* **Instruction**: Write out everything from the line containing "Annotation task — pin every instance of the orange" down to the final line as a numbered list, leaving out any blank lines.

* **Entries provided**:

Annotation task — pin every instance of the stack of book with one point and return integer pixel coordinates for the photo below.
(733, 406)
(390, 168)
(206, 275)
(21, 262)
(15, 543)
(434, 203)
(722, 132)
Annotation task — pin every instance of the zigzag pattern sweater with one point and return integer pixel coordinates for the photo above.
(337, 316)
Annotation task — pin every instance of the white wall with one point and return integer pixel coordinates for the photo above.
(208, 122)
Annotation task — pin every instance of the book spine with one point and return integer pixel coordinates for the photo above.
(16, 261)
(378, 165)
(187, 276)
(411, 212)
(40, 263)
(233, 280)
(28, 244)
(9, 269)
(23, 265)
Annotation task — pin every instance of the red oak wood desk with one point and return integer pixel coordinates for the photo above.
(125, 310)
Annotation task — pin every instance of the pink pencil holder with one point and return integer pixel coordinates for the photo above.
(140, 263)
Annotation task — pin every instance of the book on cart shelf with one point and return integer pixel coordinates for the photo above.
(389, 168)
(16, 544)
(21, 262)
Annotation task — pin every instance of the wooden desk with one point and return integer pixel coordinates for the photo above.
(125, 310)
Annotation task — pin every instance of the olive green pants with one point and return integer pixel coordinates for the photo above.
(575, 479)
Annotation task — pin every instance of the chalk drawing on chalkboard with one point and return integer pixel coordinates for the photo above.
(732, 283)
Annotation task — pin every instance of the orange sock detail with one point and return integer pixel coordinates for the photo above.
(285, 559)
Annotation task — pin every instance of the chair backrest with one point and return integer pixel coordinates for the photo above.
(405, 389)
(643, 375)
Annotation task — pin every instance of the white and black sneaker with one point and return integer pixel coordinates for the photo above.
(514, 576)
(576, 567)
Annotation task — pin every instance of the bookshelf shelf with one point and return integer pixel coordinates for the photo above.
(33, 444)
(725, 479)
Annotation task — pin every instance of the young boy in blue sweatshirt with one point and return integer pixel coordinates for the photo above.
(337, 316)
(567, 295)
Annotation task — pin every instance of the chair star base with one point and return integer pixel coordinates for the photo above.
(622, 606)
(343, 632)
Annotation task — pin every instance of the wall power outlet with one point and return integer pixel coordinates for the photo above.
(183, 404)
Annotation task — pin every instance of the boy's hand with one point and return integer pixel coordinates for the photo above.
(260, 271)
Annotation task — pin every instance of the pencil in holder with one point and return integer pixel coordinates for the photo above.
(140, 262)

* **The response**:
1. Annotation task — pin every instance of the orange sock detail with one point and return integer pixel coordinates for the photo above.
2. (285, 559)
3. Annotation task — pin every instance of the chair backrest with one point and return integer pixel coordinates for the photo above.
4. (405, 389)
5. (643, 375)
6. Annotation task — pin every instance of the white and black sneaker with one point and return integer pixel coordinates for the photo above.
7. (514, 576)
8. (576, 567)
9. Annotation task — pin every instance of the bookshelf shelf with one point and return integer pixel coordinates for the photo above.
10. (33, 444)
11. (725, 479)
12. Annotation task — pin every instance of the young boy in blue sweatshirt with one point and return integer pixel coordinates for the photo above.
13. (337, 316)
14. (567, 295)
15. Annotation task — pin every instance of the chair star base with one point and return integer pixel coordinates for the photo above.
16. (622, 606)
17. (343, 632)
18. Annotation task — pin every instance of the wall power outlet with one point and return integer pixel coordinates for the photo above.
19. (183, 404)
20. Annotation task — pin every instance of the boy's hand with one point and return integer pixel coordinates for the photo above.
21. (260, 271)
22. Annotation task — pin every instance of the pencil in holder with one point and return integer pixel coordinates for the photo above.
23. (140, 262)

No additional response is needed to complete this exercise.